____ INPUT RECORDS

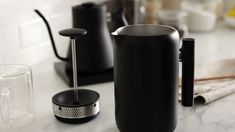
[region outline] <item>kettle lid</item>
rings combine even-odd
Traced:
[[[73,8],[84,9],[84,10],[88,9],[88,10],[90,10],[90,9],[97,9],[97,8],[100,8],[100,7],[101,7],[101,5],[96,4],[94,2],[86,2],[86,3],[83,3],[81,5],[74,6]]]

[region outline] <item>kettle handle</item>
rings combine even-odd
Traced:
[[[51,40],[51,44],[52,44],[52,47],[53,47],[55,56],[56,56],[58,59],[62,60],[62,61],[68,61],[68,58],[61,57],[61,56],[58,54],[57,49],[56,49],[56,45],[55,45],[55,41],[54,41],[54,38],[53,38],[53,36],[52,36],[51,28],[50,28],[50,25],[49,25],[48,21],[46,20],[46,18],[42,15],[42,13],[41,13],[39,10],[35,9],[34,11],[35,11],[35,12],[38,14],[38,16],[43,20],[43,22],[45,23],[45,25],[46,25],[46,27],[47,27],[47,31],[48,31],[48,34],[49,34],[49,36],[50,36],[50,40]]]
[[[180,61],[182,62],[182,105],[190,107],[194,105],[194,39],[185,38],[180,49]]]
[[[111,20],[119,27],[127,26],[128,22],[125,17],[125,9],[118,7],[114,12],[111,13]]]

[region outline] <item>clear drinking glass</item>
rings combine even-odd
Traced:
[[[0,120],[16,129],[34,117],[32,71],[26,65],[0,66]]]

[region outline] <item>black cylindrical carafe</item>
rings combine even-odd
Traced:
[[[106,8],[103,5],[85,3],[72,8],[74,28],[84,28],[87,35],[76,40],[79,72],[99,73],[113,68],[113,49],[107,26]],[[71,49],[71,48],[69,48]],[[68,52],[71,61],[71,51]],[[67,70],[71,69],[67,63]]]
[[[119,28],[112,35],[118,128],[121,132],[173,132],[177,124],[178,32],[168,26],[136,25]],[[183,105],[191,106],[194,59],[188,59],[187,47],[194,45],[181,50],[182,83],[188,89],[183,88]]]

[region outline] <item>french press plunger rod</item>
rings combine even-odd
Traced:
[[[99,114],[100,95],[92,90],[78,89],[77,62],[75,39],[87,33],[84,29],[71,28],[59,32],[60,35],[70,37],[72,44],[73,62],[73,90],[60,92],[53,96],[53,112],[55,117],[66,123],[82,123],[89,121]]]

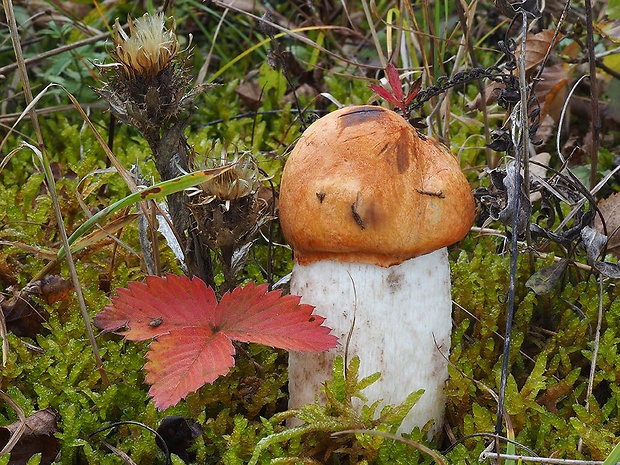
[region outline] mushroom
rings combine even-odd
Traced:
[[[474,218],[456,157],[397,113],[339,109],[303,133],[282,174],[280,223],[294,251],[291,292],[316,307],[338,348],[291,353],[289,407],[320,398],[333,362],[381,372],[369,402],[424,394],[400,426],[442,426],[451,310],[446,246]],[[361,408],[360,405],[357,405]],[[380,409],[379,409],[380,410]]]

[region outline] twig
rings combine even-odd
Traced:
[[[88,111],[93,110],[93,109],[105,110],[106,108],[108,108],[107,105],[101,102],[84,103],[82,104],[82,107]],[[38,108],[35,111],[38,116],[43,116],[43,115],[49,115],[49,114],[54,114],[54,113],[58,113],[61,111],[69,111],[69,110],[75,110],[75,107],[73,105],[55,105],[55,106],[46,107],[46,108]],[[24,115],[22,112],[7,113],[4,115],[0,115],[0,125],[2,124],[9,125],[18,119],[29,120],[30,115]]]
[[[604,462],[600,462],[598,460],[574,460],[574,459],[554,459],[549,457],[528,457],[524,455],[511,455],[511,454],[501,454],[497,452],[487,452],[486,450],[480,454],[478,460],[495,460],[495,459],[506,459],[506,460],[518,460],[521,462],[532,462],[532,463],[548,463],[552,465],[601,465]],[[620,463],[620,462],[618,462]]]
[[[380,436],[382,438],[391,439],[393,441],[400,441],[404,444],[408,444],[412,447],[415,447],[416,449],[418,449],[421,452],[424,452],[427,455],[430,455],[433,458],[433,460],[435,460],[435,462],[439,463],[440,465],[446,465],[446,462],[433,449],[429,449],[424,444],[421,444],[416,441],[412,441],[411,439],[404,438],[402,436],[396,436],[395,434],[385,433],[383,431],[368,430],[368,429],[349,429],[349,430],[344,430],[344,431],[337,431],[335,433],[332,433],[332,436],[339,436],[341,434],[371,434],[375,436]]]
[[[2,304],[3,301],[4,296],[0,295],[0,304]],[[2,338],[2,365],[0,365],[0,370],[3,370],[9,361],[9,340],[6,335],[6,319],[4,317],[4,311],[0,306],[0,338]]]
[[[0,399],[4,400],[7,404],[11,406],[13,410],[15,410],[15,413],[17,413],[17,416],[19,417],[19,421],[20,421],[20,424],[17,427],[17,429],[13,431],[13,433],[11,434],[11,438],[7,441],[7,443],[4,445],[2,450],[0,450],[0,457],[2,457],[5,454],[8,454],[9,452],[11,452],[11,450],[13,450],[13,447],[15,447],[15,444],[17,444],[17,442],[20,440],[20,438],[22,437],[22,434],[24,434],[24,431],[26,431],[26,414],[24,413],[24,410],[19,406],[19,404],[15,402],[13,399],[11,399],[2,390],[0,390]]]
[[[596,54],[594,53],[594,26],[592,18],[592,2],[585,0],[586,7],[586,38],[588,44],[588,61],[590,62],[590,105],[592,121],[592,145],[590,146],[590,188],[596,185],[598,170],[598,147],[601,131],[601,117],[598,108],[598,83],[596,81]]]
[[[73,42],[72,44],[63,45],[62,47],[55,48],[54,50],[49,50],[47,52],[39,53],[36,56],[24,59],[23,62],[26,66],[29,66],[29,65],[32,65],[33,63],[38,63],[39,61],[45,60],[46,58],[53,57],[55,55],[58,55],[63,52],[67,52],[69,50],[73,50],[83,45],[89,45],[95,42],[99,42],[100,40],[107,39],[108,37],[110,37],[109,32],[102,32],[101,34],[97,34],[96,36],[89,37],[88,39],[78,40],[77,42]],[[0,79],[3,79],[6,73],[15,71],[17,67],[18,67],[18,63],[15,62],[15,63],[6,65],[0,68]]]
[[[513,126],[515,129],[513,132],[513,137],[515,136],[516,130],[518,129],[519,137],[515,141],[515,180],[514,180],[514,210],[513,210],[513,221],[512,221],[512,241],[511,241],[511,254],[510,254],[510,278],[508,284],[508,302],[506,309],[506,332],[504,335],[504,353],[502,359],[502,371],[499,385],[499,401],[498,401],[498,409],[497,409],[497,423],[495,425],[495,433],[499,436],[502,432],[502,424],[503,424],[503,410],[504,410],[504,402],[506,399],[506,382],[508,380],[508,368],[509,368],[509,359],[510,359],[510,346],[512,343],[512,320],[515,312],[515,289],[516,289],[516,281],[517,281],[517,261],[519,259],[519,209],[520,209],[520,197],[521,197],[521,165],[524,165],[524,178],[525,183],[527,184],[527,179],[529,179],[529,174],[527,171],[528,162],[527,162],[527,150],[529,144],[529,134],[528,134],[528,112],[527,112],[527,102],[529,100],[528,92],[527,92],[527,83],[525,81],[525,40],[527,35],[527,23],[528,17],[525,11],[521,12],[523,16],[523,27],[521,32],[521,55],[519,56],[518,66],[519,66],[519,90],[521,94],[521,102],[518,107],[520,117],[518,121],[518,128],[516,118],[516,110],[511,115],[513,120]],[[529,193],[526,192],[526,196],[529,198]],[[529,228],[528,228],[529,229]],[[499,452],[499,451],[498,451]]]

________

ACTION ITEM: Count, in the records above, the lines that contain "kettle", and write only the resulting number.

ANSWER TO THIS EXERCISE: 2